## OBJECTIVE 1
Can you write out the passage of the Carol Cassidy article below that begins at the words "As a child, Carol" and stops after "and Thai royalty.", swapping "attic" for "basement"?

## TEXT
################

One Western woman has been keeping alive an ancient tradition in one of the world’s least developed countries. Liza Linklater visits Carol Cassidy, the head of a world-class weaving studio in Laos.
As a child, Carol Cassidy loved to rummage through “all of those old clothes” in her grandmother’s attic. One wonders if she could ever have imagined that, as an adult, she would be creating intricate textiles for London art collectors, New York designers, museum curators and Thai royalty.
Cassidy’s grandmother was a tailor who lived in Connecticut, in a house built in the 18th century. Today, Cassidy’s showroom and studio are located in an early 20th-century French colonial home on a pothole-ridden street halfway around the world in dusty, downtown Vientiane, Lao PDR.
How, one may ask, did a young American girl from the States end up as an internationally recognized textile artist living in one of the world’s least developed countries? She arrived in Laos almost 15 years ago as a UNDP (UN Development Program) textile specialist sent to assist women to revive and develop their traditional weaving skills. Cassidy soon recognized that Laos was a “weaver’s paradise”, and when her UN tour finished, she decided to go into business for herself.

################

## EXTRACTED INFORMATION
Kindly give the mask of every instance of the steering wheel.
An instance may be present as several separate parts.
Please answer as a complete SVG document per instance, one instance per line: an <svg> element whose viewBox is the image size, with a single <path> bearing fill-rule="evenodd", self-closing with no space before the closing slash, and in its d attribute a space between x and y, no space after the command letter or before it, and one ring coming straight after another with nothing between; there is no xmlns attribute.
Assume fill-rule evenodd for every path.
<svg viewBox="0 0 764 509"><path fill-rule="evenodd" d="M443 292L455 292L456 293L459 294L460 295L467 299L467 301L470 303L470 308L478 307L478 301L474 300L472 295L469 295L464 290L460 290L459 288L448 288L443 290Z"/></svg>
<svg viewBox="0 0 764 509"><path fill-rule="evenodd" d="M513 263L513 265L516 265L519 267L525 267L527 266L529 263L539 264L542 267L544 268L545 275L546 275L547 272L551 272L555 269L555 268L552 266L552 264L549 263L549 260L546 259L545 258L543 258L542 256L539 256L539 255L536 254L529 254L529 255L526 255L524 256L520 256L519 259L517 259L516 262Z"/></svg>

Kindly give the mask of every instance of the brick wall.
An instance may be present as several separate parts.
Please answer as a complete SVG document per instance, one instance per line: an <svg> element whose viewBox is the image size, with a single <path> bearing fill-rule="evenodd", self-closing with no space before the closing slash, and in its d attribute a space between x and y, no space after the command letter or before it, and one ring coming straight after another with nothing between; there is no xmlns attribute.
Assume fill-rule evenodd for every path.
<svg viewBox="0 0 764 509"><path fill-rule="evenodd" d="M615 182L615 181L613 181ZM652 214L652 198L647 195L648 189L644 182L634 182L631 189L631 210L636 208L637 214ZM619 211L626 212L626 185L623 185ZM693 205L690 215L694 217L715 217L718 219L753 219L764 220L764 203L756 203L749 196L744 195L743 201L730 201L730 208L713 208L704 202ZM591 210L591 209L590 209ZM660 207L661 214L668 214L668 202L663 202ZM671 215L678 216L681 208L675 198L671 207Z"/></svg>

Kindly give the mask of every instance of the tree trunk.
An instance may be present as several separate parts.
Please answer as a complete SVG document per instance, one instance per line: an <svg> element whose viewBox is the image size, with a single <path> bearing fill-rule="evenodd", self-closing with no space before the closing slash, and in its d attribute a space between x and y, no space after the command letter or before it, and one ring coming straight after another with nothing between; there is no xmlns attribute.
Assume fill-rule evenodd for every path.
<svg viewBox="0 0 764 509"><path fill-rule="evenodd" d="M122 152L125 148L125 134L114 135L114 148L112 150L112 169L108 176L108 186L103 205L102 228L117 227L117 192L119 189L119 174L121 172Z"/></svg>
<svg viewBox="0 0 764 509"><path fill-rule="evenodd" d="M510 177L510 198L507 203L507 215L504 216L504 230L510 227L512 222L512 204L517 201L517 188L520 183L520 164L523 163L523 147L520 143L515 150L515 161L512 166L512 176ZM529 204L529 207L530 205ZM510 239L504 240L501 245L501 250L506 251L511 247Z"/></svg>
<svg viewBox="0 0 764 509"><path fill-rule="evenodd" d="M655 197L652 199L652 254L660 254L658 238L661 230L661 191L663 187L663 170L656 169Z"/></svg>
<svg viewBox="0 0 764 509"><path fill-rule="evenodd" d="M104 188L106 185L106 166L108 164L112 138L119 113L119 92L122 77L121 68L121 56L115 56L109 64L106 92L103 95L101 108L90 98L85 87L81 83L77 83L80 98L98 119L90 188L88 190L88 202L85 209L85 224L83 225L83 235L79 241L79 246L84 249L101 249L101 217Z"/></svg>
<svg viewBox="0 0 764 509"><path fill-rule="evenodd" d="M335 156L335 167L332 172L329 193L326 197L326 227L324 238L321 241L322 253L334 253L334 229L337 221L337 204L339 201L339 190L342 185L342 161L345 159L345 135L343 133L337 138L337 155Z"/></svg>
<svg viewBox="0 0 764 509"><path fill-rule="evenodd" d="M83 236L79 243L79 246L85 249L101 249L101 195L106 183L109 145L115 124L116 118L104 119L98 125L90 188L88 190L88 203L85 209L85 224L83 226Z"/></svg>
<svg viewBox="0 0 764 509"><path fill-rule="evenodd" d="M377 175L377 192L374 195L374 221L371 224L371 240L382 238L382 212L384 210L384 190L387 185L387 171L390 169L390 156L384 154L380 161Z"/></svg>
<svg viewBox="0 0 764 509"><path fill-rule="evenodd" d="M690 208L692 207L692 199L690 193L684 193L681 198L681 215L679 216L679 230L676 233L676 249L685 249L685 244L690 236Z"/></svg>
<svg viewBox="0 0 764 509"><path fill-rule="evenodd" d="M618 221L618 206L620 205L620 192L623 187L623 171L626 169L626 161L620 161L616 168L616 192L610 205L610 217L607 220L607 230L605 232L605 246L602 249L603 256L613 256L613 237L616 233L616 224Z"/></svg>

################

## OBJECTIVE 2
Which lines of the records above contain the string "give"? Pick out each such line and copy it.

## WORKED SOLUTION 1
As a child, Carol Cassidy loved to rummage through “all of those old clothes” in her grandmother’s basement. One wonders if she could ever have imagined that, as an adult, she would be creating intricate textiles for London art collectors, New York designers, museum curators and Thai royalty.

## WORKED SOLUTION 2
Kindly give the mask of every instance of the steering wheel.
Kindly give the mask of every instance of the brick wall.
Kindly give the mask of every instance of the tree trunk.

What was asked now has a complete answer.